▶ [Fragmento del documento]
□ □ □ □

Los sillones reclinables parecían una admisión de que no se podía esperar que ninguna de nosotras permaneciera erguida bajo el peso de lo que sentíamos, de la maternidad.
El primer día me senté en aquel círculo, con el cuerpo rígido y la mandíbula tan apretada que me dolían los dientes.
Estas mujeres necesitaban ayuda.
Estas mujeres estaban luchando.
Yo no.
Yo estaba bien.
¡Bien!Me acerqué furiosa al mostrador de recepción y dije: “Me voy.
Este no es un lugar para mí”.
La recepcionista solo asintió.
La ciudad me engulló al día siguiente.
Caminé durante horas.
Mi mente en otra parte.
Me detuve ante los escaparates de la Quinta Avenida.
Apreté la mano contra el frío cristal.
Observé a la gente tomarse fotos cerca del Empire State Building.
Donde estaba mi oficina.
Me senté en el suelo en Herald Square hasta que un agente de policía me preguntó si estaba bien.
”Bien”, le respondí.
Siempre bien.
Luego las escaleras del museo.
Y las palomas.
Veintinueve ahora.
Volví al Centro de Maternidad al día siguiente.
No porque quisiera.
Sino porque contar palomas en las escaleras del museo en invierno no era algo que hicieran las personas que están “bien”.
Porque no me quedaba nada y me encontré en el suelo del baño de mi apartamento porque las baldosas frías eran lo único que podía sentir.
Toda mi vida había sido capaz.
Independiente.
La que siempre lo tenía todo controlado.
¿Y ahora? Me pasaba los días en terapia mientras mi bebé preciosa estaba con otra persona.
Un campamento de verano para madres desestructuradas.
Aquellos sillones reclinables parecían aparatos de tortura.

□ □ □ □

(Entradas tomadas de una colección)
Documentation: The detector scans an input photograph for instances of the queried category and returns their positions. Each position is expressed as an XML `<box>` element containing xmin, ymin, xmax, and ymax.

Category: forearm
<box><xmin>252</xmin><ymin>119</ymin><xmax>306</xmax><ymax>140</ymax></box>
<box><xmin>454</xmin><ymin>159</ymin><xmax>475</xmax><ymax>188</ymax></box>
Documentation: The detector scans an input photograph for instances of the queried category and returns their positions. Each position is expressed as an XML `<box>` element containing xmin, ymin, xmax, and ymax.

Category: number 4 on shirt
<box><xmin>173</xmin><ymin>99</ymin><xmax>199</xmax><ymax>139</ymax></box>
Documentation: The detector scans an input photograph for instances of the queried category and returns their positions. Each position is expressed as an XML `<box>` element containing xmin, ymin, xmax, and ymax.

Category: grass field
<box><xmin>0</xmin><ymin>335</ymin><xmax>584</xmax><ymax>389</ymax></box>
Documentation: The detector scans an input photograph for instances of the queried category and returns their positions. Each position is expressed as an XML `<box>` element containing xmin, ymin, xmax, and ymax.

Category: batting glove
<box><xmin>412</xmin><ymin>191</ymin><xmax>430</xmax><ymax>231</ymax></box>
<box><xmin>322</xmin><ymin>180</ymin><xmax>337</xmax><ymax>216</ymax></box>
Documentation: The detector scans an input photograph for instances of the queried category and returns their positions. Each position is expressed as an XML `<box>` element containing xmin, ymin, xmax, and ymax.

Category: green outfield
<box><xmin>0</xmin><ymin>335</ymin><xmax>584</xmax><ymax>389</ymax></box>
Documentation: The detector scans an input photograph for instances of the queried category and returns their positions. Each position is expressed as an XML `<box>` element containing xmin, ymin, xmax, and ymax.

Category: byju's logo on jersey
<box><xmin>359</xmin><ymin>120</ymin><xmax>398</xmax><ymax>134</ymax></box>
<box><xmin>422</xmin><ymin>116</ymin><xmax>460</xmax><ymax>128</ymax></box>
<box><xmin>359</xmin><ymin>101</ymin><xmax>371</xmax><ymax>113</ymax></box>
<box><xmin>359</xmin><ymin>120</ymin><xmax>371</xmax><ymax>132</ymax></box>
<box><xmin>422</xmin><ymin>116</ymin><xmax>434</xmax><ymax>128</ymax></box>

□ □ □ □

▶ [Preguntas]
[A] En el relato sobre el Centro de Maternidad, ¿qué le preguntó un agente de policía a quien narra mientras estaba sentada en el suelo de Herald Square?
[B] Reescribe como lista breve, en primera persona, el pasaje del relato sobre el Centro de Maternidad que va desde «La ciudad me engulló al día siguiente» hasta «Siempre bien.», conservando sus hechos principales.
[C] Prolonga el relato sobre el Centro de Maternidad a partir de su última oración.
No hace falta consultar los datos.

▶ [Respuestas en orden]
[A] Le preguntó si estaba bien.

[B]
- Al día siguiente caminé durante horas por la ciudad, con la mente en otra parte.
- Me detuve ante los escaparates de la Quinta Avenida y apreté la mano contra el cristal frío.
- Vi a la gente tomarse fotos cerca del Empire State Building, donde estaba mi oficina.
- Me senté en el suelo en Herald Square hasta que un policía me preguntó si estaba bien.
- Le respondí que estaba «bien», como siempre.

[C]
Tardé una semana en decir: “A veces no siento nada cuando la miro.
A mi hija.
Nada.
Como si mirara al bebé de un desconocido.
Fantaseo con huir.
Hacer una pequeña maleta y nada más desaparecer.
Me paro en un andén del metro preguntándome qué haría falta para que alguien saltara.
No sé si la quiero”.
Las palabras quedaron suspendidas en el aire mientras esperaba el juicio.
Los gritos ahogados.
En lugar de eso, recibí asentimientos y miradas cómplices.
El viaje no fue lineal ni limpio.
Había días en los que me sentía casi normal, seguidos de colapsos tan profundos que me preocupaba estar perdida para siempre.
La curación consistió tanto en encontrar compasión por mí misma como en sentir amor por mi hija.
Perdonar a la mujer que no estaba experimentando lo que “se suponía” que debía experimentar.
Comprender que el amor no siempre es un relámpago.
A veces es una planta de crecimiento lento que necesita cuidados.
Mi cuerpo creó vida.
Se abrió para traer esa vida al mundo.
Y absolutamente nadie me preparó para lo que vino después de que cesaran los mensajes de felicitación y los regalos.
Las tarjetas con sus floridos sentimientos sobre la felicidad maternal.
Los trajes pañaleros que decían “El amorcito de mamá”: todas esas muestras de una alegría a la que no podía acceder.
Nada contenía el amor que me habían prometido que llegaría.
Nada venía con instrucciones sobre qué hacer cuando, después de que las visitas dejaran de llegar y los mensajes disminuyeran, me quedara sola con una desconocida que se parecía algo a mí, pero que no despertaba nada en mi corazón.
Quería la maternidad que prometían en los anuncios de pañales, con luz suave y sonrisas cariñosas.
Aquellos en los que el cansancio sigue siendo hermoso y los retos se resuelven en montajes de 30 segundos.
En lugar de eso, tuve meses de esto.
Crudo.
Brutal.
Transformador en formas que nunca pedí.
Todavía no sé exactamente cuándo empezó a disiparse la niebla.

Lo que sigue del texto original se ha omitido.